- [Information provided]
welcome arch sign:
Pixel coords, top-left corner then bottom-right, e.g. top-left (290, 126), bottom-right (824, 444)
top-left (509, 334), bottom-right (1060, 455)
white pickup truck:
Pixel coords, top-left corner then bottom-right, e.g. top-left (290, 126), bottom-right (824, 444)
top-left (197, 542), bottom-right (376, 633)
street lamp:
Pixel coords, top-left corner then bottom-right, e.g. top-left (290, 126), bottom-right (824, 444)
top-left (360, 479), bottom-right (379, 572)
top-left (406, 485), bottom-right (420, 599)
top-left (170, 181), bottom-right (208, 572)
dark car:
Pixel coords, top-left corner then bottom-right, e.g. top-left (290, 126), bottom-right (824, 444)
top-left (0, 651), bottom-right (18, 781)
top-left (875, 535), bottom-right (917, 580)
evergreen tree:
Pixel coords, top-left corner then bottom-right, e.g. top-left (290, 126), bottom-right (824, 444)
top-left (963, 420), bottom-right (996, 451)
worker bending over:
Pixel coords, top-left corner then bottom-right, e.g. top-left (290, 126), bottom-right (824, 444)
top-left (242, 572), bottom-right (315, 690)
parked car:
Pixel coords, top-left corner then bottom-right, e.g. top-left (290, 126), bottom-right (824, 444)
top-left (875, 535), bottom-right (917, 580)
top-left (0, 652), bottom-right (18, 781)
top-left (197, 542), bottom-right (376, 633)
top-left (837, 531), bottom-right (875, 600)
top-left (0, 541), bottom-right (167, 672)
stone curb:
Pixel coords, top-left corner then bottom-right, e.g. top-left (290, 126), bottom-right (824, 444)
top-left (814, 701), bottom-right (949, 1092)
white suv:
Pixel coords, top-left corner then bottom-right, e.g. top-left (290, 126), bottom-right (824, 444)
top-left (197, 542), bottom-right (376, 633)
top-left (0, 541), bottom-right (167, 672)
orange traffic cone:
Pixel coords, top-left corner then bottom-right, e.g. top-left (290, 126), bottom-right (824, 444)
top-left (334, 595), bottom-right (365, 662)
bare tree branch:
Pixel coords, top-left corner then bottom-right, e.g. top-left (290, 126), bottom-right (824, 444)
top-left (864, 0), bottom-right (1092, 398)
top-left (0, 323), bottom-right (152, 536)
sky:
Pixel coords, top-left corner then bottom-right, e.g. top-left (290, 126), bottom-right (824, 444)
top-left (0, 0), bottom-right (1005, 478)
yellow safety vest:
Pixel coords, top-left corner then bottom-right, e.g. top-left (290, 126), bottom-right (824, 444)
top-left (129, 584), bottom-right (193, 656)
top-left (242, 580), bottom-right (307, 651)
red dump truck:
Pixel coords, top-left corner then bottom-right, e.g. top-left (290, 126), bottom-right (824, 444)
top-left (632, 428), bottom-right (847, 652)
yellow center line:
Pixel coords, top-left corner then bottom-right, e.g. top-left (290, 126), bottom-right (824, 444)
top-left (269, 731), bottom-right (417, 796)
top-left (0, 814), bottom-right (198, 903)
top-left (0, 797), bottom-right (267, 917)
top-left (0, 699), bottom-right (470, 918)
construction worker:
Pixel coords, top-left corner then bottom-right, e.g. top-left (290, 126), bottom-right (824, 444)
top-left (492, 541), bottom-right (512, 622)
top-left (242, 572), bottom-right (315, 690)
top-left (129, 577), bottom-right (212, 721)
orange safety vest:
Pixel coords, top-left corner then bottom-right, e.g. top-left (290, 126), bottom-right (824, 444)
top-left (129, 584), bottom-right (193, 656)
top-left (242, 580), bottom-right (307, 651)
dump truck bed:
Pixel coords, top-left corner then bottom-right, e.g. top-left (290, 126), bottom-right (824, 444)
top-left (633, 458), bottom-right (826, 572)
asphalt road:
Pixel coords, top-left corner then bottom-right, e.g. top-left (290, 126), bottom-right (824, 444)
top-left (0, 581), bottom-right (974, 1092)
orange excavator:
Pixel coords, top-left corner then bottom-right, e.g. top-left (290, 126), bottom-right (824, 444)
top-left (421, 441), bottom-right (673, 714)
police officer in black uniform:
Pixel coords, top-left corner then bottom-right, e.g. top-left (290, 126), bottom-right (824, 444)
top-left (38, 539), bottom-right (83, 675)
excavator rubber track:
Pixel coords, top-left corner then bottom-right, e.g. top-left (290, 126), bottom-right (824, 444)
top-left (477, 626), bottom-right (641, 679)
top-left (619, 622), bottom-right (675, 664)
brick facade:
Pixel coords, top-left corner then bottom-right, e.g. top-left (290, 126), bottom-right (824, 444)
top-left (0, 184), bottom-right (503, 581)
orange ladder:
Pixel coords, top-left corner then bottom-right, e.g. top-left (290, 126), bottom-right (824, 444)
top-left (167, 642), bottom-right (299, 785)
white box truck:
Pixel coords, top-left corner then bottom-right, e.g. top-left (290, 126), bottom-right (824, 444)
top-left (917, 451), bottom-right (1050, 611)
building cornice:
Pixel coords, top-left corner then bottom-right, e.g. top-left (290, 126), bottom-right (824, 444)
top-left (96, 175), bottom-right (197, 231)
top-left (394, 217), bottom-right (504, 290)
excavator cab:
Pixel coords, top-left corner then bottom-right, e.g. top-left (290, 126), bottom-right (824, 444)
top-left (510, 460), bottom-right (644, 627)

- [Job] Write the complete data out, exactly as above.

- [Solution for this problem]
welcome arch sign:
Pixel coords, top-left corner then bottom-right, e.g. top-left (290, 126), bottom-right (824, 444)
top-left (509, 334), bottom-right (1060, 455)
white pickup truck:
Pixel coords, top-left corner then bottom-right, e.g. top-left (290, 126), bottom-right (824, 444)
top-left (197, 542), bottom-right (376, 633)
street lamp:
Pixel coords, top-left corner then bottom-right, e.g. top-left (290, 126), bottom-right (824, 444)
top-left (360, 479), bottom-right (379, 572)
top-left (406, 485), bottom-right (420, 599)
top-left (170, 181), bottom-right (208, 572)
dark car:
Pixel coords, top-left corner then bottom-right, e.g. top-left (290, 126), bottom-right (824, 444)
top-left (0, 651), bottom-right (18, 781)
top-left (875, 535), bottom-right (917, 580)
evergreen tree:
Pixel coords, top-left corner then bottom-right, e.g. top-left (290, 126), bottom-right (824, 444)
top-left (963, 420), bottom-right (996, 451)
worker bending over:
Pixel coords, top-left corner then bottom-right, e.g. top-left (290, 126), bottom-right (824, 444)
top-left (242, 572), bottom-right (315, 690)
parked car:
Pixel coords, top-left corner then bottom-right, e.g. top-left (290, 126), bottom-right (824, 444)
top-left (875, 535), bottom-right (917, 580)
top-left (0, 652), bottom-right (18, 781)
top-left (197, 542), bottom-right (376, 633)
top-left (837, 531), bottom-right (875, 600)
top-left (0, 541), bottom-right (167, 672)
stone curb:
Pixel coords, top-left corner then bottom-right, e.g. top-left (290, 126), bottom-right (824, 444)
top-left (814, 701), bottom-right (949, 1092)
white suv:
Pixel coords, top-left corner then bottom-right, e.g. top-left (290, 126), bottom-right (824, 444)
top-left (197, 542), bottom-right (376, 633)
top-left (0, 541), bottom-right (167, 672)
orange traffic cone:
Pixel coords, top-left corner then bottom-right, e.g. top-left (290, 126), bottom-right (824, 444)
top-left (334, 595), bottom-right (365, 662)
bare tree branch:
Pixel coords, top-left corner then bottom-right, e.g. top-left (290, 126), bottom-right (824, 444)
top-left (864, 0), bottom-right (1092, 398)
top-left (0, 323), bottom-right (152, 536)
sky:
Pixel coords, top-left corner then bottom-right, e.g. top-left (290, 126), bottom-right (824, 444)
top-left (0, 0), bottom-right (1005, 478)
yellow safety vest:
Pixel coords, top-left corner then bottom-right, e.g. top-left (290, 126), bottom-right (824, 444)
top-left (129, 584), bottom-right (193, 656)
top-left (242, 580), bottom-right (307, 651)
red dump truck:
Pixel coords, top-left corner then bottom-right, e.g. top-left (290, 126), bottom-right (824, 444)
top-left (632, 428), bottom-right (847, 652)
yellow center line:
Pixel coords, top-left corner then bottom-right, e.g. top-left (290, 126), bottom-right (824, 444)
top-left (269, 731), bottom-right (417, 796)
top-left (0, 814), bottom-right (198, 903)
top-left (0, 797), bottom-right (267, 917)
top-left (0, 699), bottom-right (470, 918)
construction worker:
Pixel coords, top-left corner then bottom-right, e.g. top-left (290, 126), bottom-right (824, 444)
top-left (492, 541), bottom-right (512, 622)
top-left (242, 572), bottom-right (315, 690)
top-left (129, 577), bottom-right (212, 721)
orange safety vest:
Pixel coords, top-left corner then bottom-right, e.g. top-left (290, 126), bottom-right (824, 444)
top-left (129, 584), bottom-right (193, 656)
top-left (242, 580), bottom-right (307, 651)
dump truck bed:
Pixel coords, top-left corner then bottom-right, e.g. top-left (290, 126), bottom-right (824, 444)
top-left (633, 458), bottom-right (826, 572)
asphalt road:
Pixel coords, top-left corner then bottom-right, e.g. top-left (290, 126), bottom-right (824, 444)
top-left (0, 581), bottom-right (974, 1092)
orange excavator:
Pixel coords, top-left corner then bottom-right, e.g. top-left (290, 126), bottom-right (824, 444)
top-left (421, 441), bottom-right (673, 714)
police officer in black uniform:
Pixel coords, top-left corner then bottom-right, e.g. top-left (290, 126), bottom-right (824, 444)
top-left (38, 539), bottom-right (83, 675)
excavator rubber track:
Pixel coords, top-left corner then bottom-right, e.g. top-left (290, 126), bottom-right (824, 444)
top-left (477, 626), bottom-right (641, 679)
top-left (619, 622), bottom-right (675, 664)
brick facade:
Pixel coords, top-left corner then bottom-right, e.g. top-left (290, 126), bottom-right (824, 444)
top-left (0, 184), bottom-right (503, 581)
orange ladder:
Pixel coords, top-left corner then bottom-right, e.g. top-left (290, 126), bottom-right (824, 444)
top-left (167, 642), bottom-right (299, 785)
white box truck:
Pixel coords, top-left corner then bottom-right, e.g. top-left (290, 126), bottom-right (824, 444)
top-left (917, 451), bottom-right (1050, 611)
building cornice:
Pixel coords, top-left corner then bottom-right, e.g. top-left (290, 126), bottom-right (824, 444)
top-left (96, 175), bottom-right (197, 231)
top-left (394, 217), bottom-right (504, 290)
excavator cab:
Pixel coords, top-left corner then bottom-right, e.g. top-left (290, 126), bottom-right (824, 444)
top-left (510, 460), bottom-right (644, 627)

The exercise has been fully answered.